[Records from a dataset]
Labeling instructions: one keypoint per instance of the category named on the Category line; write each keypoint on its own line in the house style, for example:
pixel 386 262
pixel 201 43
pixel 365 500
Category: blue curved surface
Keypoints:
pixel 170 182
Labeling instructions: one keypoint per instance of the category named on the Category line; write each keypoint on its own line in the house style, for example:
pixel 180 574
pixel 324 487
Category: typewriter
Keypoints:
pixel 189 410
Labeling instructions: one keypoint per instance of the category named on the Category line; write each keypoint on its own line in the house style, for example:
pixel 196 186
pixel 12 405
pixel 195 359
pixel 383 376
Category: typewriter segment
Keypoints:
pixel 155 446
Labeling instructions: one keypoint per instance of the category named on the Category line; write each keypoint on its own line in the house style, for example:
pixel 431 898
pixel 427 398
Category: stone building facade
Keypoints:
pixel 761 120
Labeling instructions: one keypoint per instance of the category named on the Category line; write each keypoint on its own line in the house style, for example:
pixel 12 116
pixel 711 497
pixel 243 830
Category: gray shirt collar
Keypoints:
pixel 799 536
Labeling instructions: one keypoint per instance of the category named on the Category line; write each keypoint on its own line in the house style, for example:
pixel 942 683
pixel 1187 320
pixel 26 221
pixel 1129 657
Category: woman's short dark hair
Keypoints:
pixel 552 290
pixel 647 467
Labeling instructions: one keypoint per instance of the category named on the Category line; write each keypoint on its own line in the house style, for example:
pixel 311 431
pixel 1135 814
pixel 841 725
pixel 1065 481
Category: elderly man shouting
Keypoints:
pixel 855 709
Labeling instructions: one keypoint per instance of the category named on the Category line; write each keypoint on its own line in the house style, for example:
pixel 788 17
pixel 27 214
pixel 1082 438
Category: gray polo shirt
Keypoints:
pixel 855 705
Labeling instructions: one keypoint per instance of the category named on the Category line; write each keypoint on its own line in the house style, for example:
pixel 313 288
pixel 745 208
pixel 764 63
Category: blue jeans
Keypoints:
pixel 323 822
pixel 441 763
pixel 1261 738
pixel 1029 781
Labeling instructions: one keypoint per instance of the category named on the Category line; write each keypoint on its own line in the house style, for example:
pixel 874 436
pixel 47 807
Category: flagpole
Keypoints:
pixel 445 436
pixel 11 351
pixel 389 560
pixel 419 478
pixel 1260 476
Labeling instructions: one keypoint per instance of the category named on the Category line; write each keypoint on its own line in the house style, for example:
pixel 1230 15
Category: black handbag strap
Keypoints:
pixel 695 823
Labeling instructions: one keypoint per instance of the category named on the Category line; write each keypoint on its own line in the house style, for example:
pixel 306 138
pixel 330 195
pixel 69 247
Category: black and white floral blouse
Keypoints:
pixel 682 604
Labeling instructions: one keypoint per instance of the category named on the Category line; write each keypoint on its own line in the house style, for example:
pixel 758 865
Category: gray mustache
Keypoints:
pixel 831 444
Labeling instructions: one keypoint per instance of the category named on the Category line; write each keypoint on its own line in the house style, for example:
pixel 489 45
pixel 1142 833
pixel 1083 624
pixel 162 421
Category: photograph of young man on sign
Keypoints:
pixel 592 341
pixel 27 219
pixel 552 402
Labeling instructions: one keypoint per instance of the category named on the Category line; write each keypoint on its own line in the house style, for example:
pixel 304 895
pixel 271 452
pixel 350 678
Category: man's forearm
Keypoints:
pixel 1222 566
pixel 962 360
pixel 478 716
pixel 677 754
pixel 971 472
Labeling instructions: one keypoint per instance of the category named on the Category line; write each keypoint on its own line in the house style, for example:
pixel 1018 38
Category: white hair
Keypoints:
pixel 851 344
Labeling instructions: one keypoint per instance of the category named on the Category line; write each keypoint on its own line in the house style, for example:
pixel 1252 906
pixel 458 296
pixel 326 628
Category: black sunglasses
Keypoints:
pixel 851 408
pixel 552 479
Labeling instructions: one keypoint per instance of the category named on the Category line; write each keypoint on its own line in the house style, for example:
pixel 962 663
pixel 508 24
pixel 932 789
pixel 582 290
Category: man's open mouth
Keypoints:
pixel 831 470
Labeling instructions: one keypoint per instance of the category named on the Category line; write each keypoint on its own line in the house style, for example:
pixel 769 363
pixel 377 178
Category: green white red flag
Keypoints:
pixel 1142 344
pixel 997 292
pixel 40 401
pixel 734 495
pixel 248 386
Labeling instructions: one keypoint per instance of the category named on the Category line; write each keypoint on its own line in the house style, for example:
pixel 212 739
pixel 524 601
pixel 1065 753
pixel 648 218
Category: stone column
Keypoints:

▶ PROBLEM STATEMENT: Copy each record from above exactly, and include every line.

▶ ANSWER BELOW:
Labeling instructions: one keypoint per instance of the category named on the Category line; write each keypoint on its own line in the house style, for example:
pixel 386 262
pixel 201 43
pixel 365 500
Category: blue curved surface
Keypoints:
pixel 170 182
Labeling instructions: one keypoint per instance of the category named on the Category line; write each keypoint on its own line in the house style, for example:
pixel 180 574
pixel 324 487
Category: typewriter
Keypoints:
pixel 189 410
Labeling instructions: one keypoint per instance of the category named on the Category line; write each keypoint on its own line in the house style, for example:
pixel 196 186
pixel 12 405
pixel 195 359
pixel 383 376
Category: typewriter segment
Keypoints:
pixel 155 446
Labeling instructions: one keypoint per instance of the category named on the Category line; write each keypoint on its own line in the house style, for example:
pixel 431 898
pixel 427 398
Category: stone building facade
Keypoints:
pixel 761 120
Labeling instructions: one keypoint per instance of the category named on the Category line; write each keypoint on its own line in the house style, for example:
pixel 12 116
pixel 711 497
pixel 243 830
Category: gray shirt collar
Keypoints:
pixel 799 536
Labeling instructions: one keypoint per instance of the category named on the Category line; write each keypoint on its own line in the house style, for example:
pixel 942 683
pixel 1187 320
pixel 26 221
pixel 1129 657
Category: woman's short dark hair
Keypoints:
pixel 552 290
pixel 647 467
Labeling instructions: one keypoint per instance of the category named on the Category line; write each keypoint on its own line in the house style, for example:
pixel 311 431
pixel 1135 814
pixel 841 725
pixel 1065 481
Category: elderly man shouting
Keypoints:
pixel 855 709
Labeling instructions: one keypoint per instance of the category named on the Category line; write each keypoint on its own line in the house style, for example:
pixel 788 17
pixel 27 214
pixel 1082 438
Category: gray polo shirt
Keypoints:
pixel 855 705
Labeling instructions: one keypoint per instance of the category named on the Category line; write each keypoint on its own line in the house style, for example:
pixel 313 288
pixel 745 208
pixel 764 63
Category: blue jeans
Keypoints:
pixel 323 822
pixel 441 763
pixel 1261 738
pixel 1029 781
Labeling instructions: one keypoint per instance of the category named on the Category line; write each keypoint on its own line in the house style, for example:
pixel 874 436
pixel 47 807
Category: flagpole
Keypoints:
pixel 445 436
pixel 11 351
pixel 389 560
pixel 419 478
pixel 1260 476
Labeling instructions: one keypoint per instance of the category named on the Category line; write each keypoint on its own line in the house style, for example:
pixel 1230 15
Category: black handbag strap
Keypoints:
pixel 695 823
Labeling instructions: one keypoint per instance of the category named on the Category line; write each keypoint on its own line in the house style, for example:
pixel 306 138
pixel 330 195
pixel 69 247
Category: black and white floral blouse
Keypoints:
pixel 682 604
Labeling instructions: one keypoint per instance of the category named on the Category line; write each keypoint on its own line in the house style, for example:
pixel 758 865
Category: gray mustache
Keypoints:
pixel 831 444
Labeling instructions: one keypoint per instance of the category named on the Category line; write each keypoint on its own line in the house style, for example:
pixel 489 45
pixel 1142 833
pixel 1083 624
pixel 162 421
Category: photograph of young man on sign
Keypoints:
pixel 592 341
pixel 27 219
pixel 552 402
Labeling instructions: one keypoint per instance of the category named on the Category line; write each keypoint on its own line in the house style, for example:
pixel 304 895
pixel 271 452
pixel 350 678
Category: man's forearm
Keypoints:
pixel 1222 566
pixel 962 360
pixel 478 716
pixel 677 754
pixel 971 472
Labeling instructions: one keypoint per instance of the category named on the Category line; write each keypoint on its own line in the house style, for example:
pixel 1018 38
Category: white hair
Keypoints:
pixel 851 344
Labeling instructions: one keypoint per instance of the category named on the Category line; write each keypoint on its own line in the house style, for example:
pixel 1252 906
pixel 458 296
pixel 326 628
Category: black sunglasses
Keypoints:
pixel 851 408
pixel 552 479
Labeling instructions: one keypoint per instance of the category named on the Category line; write each keypoint on its own line in the house style, for example:
pixel 962 663
pixel 508 24
pixel 932 789
pixel 582 290
Category: man's open mouth
Keypoints:
pixel 831 470
Labeling instructions: one keypoint per instance of the category named on the Category line; write each keypoint on its own line in the house style, for example:
pixel 769 363
pixel 377 178
Category: green white red flag
Keypoints:
pixel 1142 344
pixel 997 292
pixel 40 401
pixel 734 495
pixel 248 386
Labeling instructions: one keypoint per instance of the category named on the Category line; write each keypoint on its own line in the house style, for example:
pixel 212 739
pixel 524 601
pixel 1065 753
pixel 648 218
Category: stone column
Keypoints:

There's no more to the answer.